> _STATED EXERCISE A_
In the text on rotary encoders, what sets the precision with which an absolute encoder can express shaft position?
> _STATED EXERCISE B_
Duplicate the part of the rotary encoder text between "The encoder’s resolution" and "number of revolutions.", inclusive.
> _STATED EXERCISE C_
Go on with the text about rotary encoders, starting after its final sentence.

> _SELECTION_
· · · · · · ·
The rotary encoder is a proven and popular solution for measuring the speed, direction of motion or position of a rotating shaft. Several different types are available, the main two being the absolute encoder and the incremental encoder. How do they work? What are their differences? And how do you choose the right type for your application?
Encoder operating principles
As the name suggests, an absolute encoder directly outputs the exact position of the shaft it is measuring. Every point of rotation has a unique position value, or data word, which is encoded on a disc that rotates with the shaft. The number of unique codes on the disc determines the precision with which the position can be expressed. The encoder reads the code using an optical, capacitive or magnetic sensor as soon as it is turned on and generates a valid output. There is also no need to establish a reference or turn the shaft to let the sensor determine the position, and it can keep track of the position even if power is lost temporarily.
Figure 1: The absolute encoder’s disc presents a unique code for each position, which enables the output to be valid immediately and determines the encoder resolution. (Image source: CUI Inc.)
The encoder’s resolution is expressed in terms of bits that correspond to the number of unique data words over one revolution. Absolute encoders are available as single-turn or multi-turn types, with single-turn versions providing position data over one full revolution of 360°, which repeats for every revolution of the shaft. The multi-turn type has a turns counter that enables the encoder to output not only the shaft position but also the number of revolutions.
· · · · · · ·
Records from a point labeling set:
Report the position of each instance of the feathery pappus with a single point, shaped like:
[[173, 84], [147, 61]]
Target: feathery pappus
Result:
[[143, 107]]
· · · · · · ·
> _TASK RESULT A_
The number of unique codes on the disc.

> _TASK RESULT B_
The encoder’s resolution is expressed in terms of bits that correspond to the number of unique data words over one revolution. Absolute encoders are available as single-turn or multi-turn types, with single-turn versions providing position data over one full revolution of 360°, which repeats for every revolution of the shaft. The multi-turn type has a turns counter that enables the encoder to output not only the shaft position but also the number of revolutions.

> _TASK RESULT C_
Consider incremental encoders: these operate by generating pulses as the shaft rotates. The output is usually two square waves that are 90° out of phase and additional circuitry is needed to track or count these pulses.
Figure 2: An incremental encoder generates pulse waveforms 90° out of phase. (Image source: CUI Inc.)
The resolution of an incremental encoder is expressed as the number of pulses per revolution (PPR), which is equivalent to the number of high pulses from either of the square-wave outputs. You can read CUI’s blog post about PPR for more information on this subject.
By examining Figure 2, you can see that there are only four distinct, and repeating, output states. For this reason, an incremental encoder must be referenced to a known fixed location to provide meaningful positioning information. This “home” location is the encoder’s index pulse. The absolute position of the shaft is then calculated by tracking the relative incremental change in rotation from the index pulse. This referencing process is necessary each time the encoder is turned on, or following temporary power loss, so the shaft must be rotated before the position can be known. This process is slower than obtaining position from an absolute encoder which requires no initial rotation.
Absolute vs. incremental: selection criteria
Absolute encoders are more complex than incremental types, and hence, typically, more expensive. Although the price difference is narrowing, an incremental encoder is usually preferred for simple monitoring of speed, direction or relative position. On the other hand, there are some situations where an absolute encoder is a better choice.
A major strength of the absolute encoder is that the position of the shaft is maintained, so that position data is available immediately without waiting for a homing or calibration sequence to be completed. This allows the system to start-up more quickly, or recover from a power failure, even if the shaft position has changed while the encoder is off.
Another reason to choose an absolute encoder is when position information is needed immediately at startup before any mechanisms are activated or moved. This could be a scenario where rotating the shaft in the wrong direction from the start position could damage the equipment or present a danger to the user.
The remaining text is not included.